Retype every record below exactly as it appears.

BEGIN Excerpted data

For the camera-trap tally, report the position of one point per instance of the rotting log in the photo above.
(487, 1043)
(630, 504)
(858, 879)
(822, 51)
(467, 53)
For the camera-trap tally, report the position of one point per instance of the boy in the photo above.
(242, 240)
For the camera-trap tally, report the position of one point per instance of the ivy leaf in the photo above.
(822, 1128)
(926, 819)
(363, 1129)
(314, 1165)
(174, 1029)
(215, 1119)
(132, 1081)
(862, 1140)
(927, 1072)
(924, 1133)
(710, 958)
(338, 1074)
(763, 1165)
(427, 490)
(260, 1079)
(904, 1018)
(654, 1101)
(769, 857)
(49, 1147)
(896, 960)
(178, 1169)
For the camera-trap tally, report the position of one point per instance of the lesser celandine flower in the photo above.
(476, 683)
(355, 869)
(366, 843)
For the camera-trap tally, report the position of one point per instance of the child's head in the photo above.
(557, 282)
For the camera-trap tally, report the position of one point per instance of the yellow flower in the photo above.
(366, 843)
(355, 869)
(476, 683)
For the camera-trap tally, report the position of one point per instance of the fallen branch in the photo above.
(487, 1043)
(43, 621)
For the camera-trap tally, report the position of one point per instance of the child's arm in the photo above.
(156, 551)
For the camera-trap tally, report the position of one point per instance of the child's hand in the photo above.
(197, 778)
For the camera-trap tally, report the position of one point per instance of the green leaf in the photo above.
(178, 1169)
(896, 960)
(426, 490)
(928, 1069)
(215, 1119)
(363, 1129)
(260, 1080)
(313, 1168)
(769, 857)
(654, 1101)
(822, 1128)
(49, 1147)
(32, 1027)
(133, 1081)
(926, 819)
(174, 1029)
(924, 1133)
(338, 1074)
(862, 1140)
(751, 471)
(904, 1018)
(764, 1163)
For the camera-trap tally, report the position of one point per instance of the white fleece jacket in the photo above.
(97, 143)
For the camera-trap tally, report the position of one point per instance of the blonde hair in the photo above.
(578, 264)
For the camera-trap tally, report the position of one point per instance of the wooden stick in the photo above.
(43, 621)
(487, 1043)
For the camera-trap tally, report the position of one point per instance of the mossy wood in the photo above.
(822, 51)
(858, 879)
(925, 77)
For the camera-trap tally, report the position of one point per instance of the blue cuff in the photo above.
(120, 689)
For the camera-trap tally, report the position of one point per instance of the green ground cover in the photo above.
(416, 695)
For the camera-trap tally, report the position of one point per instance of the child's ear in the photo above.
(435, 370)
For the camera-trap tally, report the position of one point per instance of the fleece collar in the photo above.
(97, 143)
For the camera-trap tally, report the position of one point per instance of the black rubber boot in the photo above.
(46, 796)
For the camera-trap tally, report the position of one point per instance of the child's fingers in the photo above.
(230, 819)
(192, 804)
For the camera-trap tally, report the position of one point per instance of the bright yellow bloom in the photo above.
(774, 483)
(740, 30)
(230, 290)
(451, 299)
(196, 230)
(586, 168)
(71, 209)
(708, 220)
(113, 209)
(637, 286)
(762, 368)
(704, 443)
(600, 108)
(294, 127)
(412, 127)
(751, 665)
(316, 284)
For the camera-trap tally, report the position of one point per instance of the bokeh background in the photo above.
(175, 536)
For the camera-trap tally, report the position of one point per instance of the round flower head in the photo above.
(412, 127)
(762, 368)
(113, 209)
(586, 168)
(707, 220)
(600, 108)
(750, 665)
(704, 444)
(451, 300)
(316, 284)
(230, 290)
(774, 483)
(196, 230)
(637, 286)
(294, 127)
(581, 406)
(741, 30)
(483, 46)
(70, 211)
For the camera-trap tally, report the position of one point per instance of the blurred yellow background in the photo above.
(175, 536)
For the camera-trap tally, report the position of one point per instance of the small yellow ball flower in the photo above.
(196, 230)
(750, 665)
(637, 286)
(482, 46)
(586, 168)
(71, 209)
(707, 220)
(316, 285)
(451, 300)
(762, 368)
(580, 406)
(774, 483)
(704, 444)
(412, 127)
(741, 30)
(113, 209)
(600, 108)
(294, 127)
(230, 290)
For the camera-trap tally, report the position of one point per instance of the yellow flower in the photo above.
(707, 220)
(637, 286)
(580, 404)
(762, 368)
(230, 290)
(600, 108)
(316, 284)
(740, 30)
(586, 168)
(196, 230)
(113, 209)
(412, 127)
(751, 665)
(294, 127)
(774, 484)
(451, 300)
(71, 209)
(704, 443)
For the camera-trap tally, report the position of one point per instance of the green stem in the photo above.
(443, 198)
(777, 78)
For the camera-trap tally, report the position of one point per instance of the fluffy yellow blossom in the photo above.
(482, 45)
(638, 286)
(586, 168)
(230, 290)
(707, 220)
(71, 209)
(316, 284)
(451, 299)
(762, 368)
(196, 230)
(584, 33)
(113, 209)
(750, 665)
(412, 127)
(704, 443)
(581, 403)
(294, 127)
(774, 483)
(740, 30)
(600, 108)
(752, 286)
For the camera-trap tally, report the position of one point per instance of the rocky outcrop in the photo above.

END Excerpted data

• **Answer for the task**
For the camera-trap tally, report the position of one point per instance of the rotting log in the photo above.
(487, 1043)
(630, 504)
(858, 879)
(822, 51)
(467, 53)
For the camera-trap tally, report the position of one point per instance of the boy in the photo above.
(242, 240)
For the camera-trap tally, report the position of one point per instance of the ivy leaf in the photo above.
(822, 1128)
(926, 819)
(363, 1129)
(314, 1165)
(174, 1029)
(215, 1119)
(132, 1081)
(862, 1140)
(927, 1072)
(924, 1133)
(710, 958)
(338, 1074)
(763, 1165)
(427, 490)
(260, 1079)
(904, 1018)
(654, 1101)
(769, 857)
(49, 1147)
(896, 960)
(178, 1169)
For the camera-trap tally, report the position of one point per instance of the lesser celandine flower in the photo above.
(476, 683)
(355, 869)
(366, 843)
For the camera-trap tally, report the position of one point per instance of the child's head in the photo above.
(557, 282)
For the camera-trap tally, report the position of one point per instance of the yellow flower in the photo above.
(366, 843)
(355, 869)
(476, 683)
For the camera-trap tally, report the position of one point per instance of the fallen branch in the photo above.
(487, 1043)
(43, 621)
For the camera-trap tally, report the position of one point per instance of the child's arm in the photo above.
(156, 551)
For the camera-trap tally, report the position of one point per instance of the child's hand in the photo above.
(197, 778)
For the camera-trap tally, report the position of one point per instance of the green leaf in the photo above.
(178, 1169)
(896, 960)
(426, 490)
(928, 1069)
(215, 1119)
(363, 1129)
(260, 1080)
(313, 1168)
(769, 857)
(654, 1101)
(822, 1128)
(49, 1147)
(32, 1027)
(133, 1081)
(926, 819)
(174, 1029)
(924, 1133)
(338, 1074)
(862, 1140)
(751, 471)
(904, 1018)
(764, 1163)
For the camera-trap tally, report the position of one point per instance of the white fleece jacket in the photo above.
(97, 143)
For the camera-trap tally, report the position of one point per instance of the blonde hair in the photo above.
(578, 264)
For the camera-trap tally, report the position of one point per instance of the wooden stick in the photo above.
(43, 621)
(487, 1043)
For the camera-trap tally, report the position of one point per instance of the mossy wood in the photo above.
(822, 51)
(858, 879)
(925, 77)
For the camera-trap tally, report the position of one point per instance of the blue cuff in the photo above.
(120, 689)
For the camera-trap tally, report the position of one point per instance of the green ground cover in the photo above.
(416, 695)
For the camera-trap tally, report the position of one point per instance of the child's ear in the photo above.
(435, 370)
For the camera-trap tally, report the position of one point per instance of the fleece collar in the photo above.
(97, 143)
For the camera-trap tally, report the position of one point per instance of the black rubber boot in the photo above.
(46, 796)
For the camera-trap tally, report the position of one point per instance of the child's fingers in the photo above.
(230, 819)
(192, 804)
For the camera-trap tally, report the position of one point per instance of the bright yellow bloom in the photo above.
(774, 483)
(740, 30)
(230, 290)
(451, 299)
(196, 230)
(586, 168)
(71, 209)
(708, 220)
(113, 209)
(637, 286)
(762, 368)
(704, 443)
(600, 108)
(294, 127)
(412, 127)
(751, 665)
(316, 284)
For the camera-trap tally, report the position of one point per instance of the bokeh background in the photo above.
(175, 536)
For the camera-trap tally, report the position of one point per instance of the round flower head in the photo above.
(412, 127)
(762, 368)
(113, 209)
(586, 168)
(707, 220)
(600, 108)
(750, 665)
(704, 444)
(451, 300)
(316, 284)
(230, 290)
(774, 483)
(196, 230)
(637, 286)
(294, 127)
(581, 406)
(741, 30)
(483, 46)
(70, 211)
For the camera-trap tally, report the position of one point per instance of the blurred yellow background in the photo above.
(175, 536)
For the camera-trap tally, report the position of one point per instance of the small yellow ball flower in the photo above.
(196, 230)
(750, 665)
(637, 286)
(482, 46)
(586, 168)
(71, 209)
(707, 220)
(316, 285)
(451, 300)
(762, 368)
(580, 406)
(774, 483)
(704, 444)
(412, 127)
(741, 30)
(113, 209)
(600, 108)
(294, 127)
(230, 290)
For the camera-trap tally, report the position of one point per instance of the yellow flower in the photo above.
(707, 220)
(637, 286)
(580, 404)
(762, 368)
(230, 290)
(600, 108)
(316, 284)
(740, 30)
(586, 168)
(196, 230)
(113, 209)
(412, 127)
(751, 665)
(294, 127)
(774, 484)
(451, 300)
(71, 209)
(704, 443)
For the camera-trap tally, report the position of one point per instance of the green stem in the photo above.
(443, 198)
(777, 78)
For the camera-trap tally, report the position of one point per instance of the fluffy yellow blossom in the photo above.
(482, 45)
(638, 286)
(586, 168)
(230, 290)
(707, 220)
(71, 209)
(316, 284)
(451, 299)
(762, 368)
(196, 230)
(584, 33)
(113, 209)
(750, 665)
(412, 127)
(704, 443)
(581, 403)
(294, 127)
(774, 483)
(740, 30)
(600, 108)
(752, 286)
For the camera-trap tally, report the position of one point per instance of the rocky outcrop in the photo above.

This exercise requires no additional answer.